- _Текст страницы_:
-=-=-
Итак, в стиле Бруно я взял наудачу первый попавшийся на глаза отрывок, но те же выводы вытекают из приведенных ранее цитат и могут быть подтверждены на любом примере сказывается не литературная его незавершенность, а незавершенность и, следовательно, дисгармоничность самой личности автора. В стиле отражены горделивое сознание своей миссии, преклонение перед Всеединством как исходная мощь или потенция эмпирического характера и рабствование акцидентальности своего Я и вещей в отрицании их конкретно-индивидуальной бытийности, в стремлении подняться от них к данному в исходной мощи, то противостоящему, то отождествляемому со своим эмпирическим Я. Но это еще не все. Автор старается чрез индивидуальное, чрез виды подняться к Всеединству идей, лишь намечая эти идеи; словно изгнанник, стремящийся в свое отечество и поспешно кончающий дела, автор нетерпеливо и беспорядочно торопится высказать все, отмахивается от докучных остановок, чтобы запылать всепоглощающим, но мгновенным восторгом. Однако он очень обстоятельно намечает свои идеи, не может оторваться от педантического перечисления видов. Кажется, достаточно сказать, что он называет вещи своими именами, в крайнем случае прибавить для пояснения «хлеб хлебом, вино вином». К чему же еще стилистически портящие фразу голова и ноги? А Бруно мало и этого: со схоластическим педантизмом он прибавляет: «Каждую из прочих частей тела ее именем». Точно мы в этом сомневаемся. Еще ярче указываемое нами явление в приведенном выше описании пира, где увлеченный своеобразным совпадением противоположностей автор положительно не может остановиться в перечислении парных эпитетов. Разумеется, тут сказывается влияние ненавистной Бруно школы и литературной традиции. Но для того чтобы оно обнаружилось, необходимо некоторое особое личное качество автора его обстоятельность в наблюдении, хотя и поспешном, зоркий глаз, чутье к индивидуальному одним словом, то самое свойство, которое позволяло ему превращать высокое умозрение в дивинацию конкретности. А с этим и связано уже указанное тяготение к эмпирии, к акциденциям, умение везде ловить отражения Истины и неумение или бессилие всегда слить многое в одно отражение, преодолеть дурную бесконечность эмпирии в ней же самой.
-=-=-
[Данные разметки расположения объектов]

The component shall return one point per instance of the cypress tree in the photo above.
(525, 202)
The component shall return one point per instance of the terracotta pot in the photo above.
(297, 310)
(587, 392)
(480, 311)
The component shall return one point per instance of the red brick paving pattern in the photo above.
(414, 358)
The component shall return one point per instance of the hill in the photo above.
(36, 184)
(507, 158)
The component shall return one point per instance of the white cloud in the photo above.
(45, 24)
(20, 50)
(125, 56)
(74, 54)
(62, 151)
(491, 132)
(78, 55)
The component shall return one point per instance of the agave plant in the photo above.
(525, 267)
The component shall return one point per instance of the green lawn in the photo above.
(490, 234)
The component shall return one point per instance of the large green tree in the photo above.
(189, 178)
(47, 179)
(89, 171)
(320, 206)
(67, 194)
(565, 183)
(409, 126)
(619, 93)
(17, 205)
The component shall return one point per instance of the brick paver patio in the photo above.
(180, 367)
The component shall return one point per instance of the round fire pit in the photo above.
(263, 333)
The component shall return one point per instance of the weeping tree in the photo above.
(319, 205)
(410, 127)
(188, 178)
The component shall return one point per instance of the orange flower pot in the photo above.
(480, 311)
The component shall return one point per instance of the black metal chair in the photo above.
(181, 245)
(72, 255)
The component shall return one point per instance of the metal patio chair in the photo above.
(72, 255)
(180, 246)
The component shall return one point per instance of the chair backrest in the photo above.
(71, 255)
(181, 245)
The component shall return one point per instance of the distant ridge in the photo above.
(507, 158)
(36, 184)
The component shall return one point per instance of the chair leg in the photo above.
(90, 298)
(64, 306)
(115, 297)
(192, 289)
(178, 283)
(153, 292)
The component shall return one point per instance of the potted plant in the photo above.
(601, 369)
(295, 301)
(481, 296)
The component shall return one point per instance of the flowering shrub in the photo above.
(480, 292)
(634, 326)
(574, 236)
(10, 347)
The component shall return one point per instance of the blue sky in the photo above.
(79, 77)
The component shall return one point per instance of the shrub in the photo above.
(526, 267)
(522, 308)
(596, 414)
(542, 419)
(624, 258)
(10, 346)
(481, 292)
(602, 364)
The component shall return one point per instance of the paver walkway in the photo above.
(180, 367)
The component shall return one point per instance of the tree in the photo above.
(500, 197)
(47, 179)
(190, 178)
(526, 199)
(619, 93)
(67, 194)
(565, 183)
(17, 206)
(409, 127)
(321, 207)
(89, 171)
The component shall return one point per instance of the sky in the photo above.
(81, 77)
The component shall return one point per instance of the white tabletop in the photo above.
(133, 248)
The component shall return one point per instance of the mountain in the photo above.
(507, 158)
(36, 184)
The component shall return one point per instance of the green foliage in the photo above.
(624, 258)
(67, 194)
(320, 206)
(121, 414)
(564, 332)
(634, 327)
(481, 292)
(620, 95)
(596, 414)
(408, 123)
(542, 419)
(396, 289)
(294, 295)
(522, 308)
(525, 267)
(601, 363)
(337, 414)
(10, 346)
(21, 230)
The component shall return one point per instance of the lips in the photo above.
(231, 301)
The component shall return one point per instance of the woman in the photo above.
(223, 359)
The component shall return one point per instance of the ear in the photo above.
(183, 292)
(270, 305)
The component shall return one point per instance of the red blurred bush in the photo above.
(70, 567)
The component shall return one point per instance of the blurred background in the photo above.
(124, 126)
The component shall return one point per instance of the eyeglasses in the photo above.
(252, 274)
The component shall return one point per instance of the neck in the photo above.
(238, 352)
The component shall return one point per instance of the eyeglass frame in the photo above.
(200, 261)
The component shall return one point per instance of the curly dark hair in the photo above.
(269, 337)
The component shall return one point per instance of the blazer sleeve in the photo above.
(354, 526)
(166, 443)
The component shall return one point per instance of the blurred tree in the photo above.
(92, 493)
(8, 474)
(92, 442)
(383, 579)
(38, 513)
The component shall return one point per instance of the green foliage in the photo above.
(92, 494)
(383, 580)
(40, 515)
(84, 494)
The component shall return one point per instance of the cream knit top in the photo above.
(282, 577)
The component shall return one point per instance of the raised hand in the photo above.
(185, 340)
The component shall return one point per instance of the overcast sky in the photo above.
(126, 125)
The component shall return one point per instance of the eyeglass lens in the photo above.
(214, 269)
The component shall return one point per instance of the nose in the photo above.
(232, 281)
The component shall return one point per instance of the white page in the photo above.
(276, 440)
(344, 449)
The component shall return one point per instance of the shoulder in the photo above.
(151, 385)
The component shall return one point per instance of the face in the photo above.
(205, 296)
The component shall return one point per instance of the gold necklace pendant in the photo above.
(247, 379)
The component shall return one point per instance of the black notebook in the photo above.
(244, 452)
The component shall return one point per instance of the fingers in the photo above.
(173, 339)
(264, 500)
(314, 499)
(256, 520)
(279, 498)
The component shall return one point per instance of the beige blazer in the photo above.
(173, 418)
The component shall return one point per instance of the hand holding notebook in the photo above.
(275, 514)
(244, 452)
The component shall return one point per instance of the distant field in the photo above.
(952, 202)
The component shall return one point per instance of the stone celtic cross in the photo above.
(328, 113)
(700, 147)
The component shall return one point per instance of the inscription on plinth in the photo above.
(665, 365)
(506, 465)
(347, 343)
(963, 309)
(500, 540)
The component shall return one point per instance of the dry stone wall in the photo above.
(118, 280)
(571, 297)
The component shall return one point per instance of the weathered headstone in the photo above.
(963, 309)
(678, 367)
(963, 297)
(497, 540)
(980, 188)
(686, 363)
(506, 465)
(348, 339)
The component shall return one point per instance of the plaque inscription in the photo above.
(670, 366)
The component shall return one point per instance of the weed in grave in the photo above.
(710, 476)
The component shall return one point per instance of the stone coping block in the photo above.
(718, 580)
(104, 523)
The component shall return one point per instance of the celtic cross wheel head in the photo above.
-=-=-
- _Задания для выполнения_:
[a] Определите, согласуются ли с текстом о стиле Бруно следующие утверждения. Для каждого ответьте «да» или «нет» и точно процитируйте решающие слова текста.
(i) В стиле Бруно сказывается прежде всего его литературная незавершенность.
(ii) Автор признает, что здесь видно влияние школы, которую Бруно ненавидел.
(iii) Отрывок для разбора автор выбрал после тщательного отбора.
[b] Продолжите текст о стиле Бруно, начиная сразу после его последнего предложения.

- _Ответы к заданиям_:
[a]
(i) Нет: «сказывается не литературная его незавершенность, а незавершенность и, следовательно, дисгармоничность самой личности автора».
(ii) Да: «Разумеется, тут сказывается влияние ненавистной Бруно школы и литературной традиции».
(iii) Нет: «я взял наудачу первый попавшийся на глаза отрывок».

[b]
Бруно зовет «хлеб хлебом, вино вином». Кто же делает иначе? Конечно, глупо и наивно верующие, будто в причастии едят что-то иное. Ноланец не фантазер: он реалист, «называет все своим именем». Зачем же тогда обзывает он кого-то «пиявками», «попугаями», говорит о каких-то «летучих мышах»? Почему его язык вообще столь богат образами? Они непринужденно всплывают в сознании; одна вещь связывается с другой, словно сама собою. Неизбежное свойство традиционного поэтического языка и поэтического таланта, которого никто у Бруно не отрицает? Разумеется, но и еще нечто: обусловливающее самое возможность поэзии ощущение органической связи всех вещей. Оно может не опознаваться и тогда является лишь литературным приемом; может быть, не опознавал его и считал таким приемом Бруно. Но это ощущение слито со всеми его чувствованиями и мыслями, а потому характерно для него не только как для поэта, но и как для личности. Оно делало Ноланца восприимчивым к традиционному приему поэзии, заставляло его злоупотреблять образами, символами и аллегориями и превращало поэзию в своего рода «великое искусство» Луллия, нелегко приемлемое в таких больших дозах, как в «Изгнании торжествующего зверя».

Ноланец хвалится своим беспристрастием, но вряд ли у него есть к тому достаточное основание. Слишком уж резки и озлоблены нападки на «гаеров» и «скоморохов», слишком они огульны. А в них слышится горделивое самосознание, острое чувство своей личности, своей индивидуальности, отрывающейся от Всеединства и забывшей о том, что «все во всем» и что «нет вещи, которая была бы злой сама по себе».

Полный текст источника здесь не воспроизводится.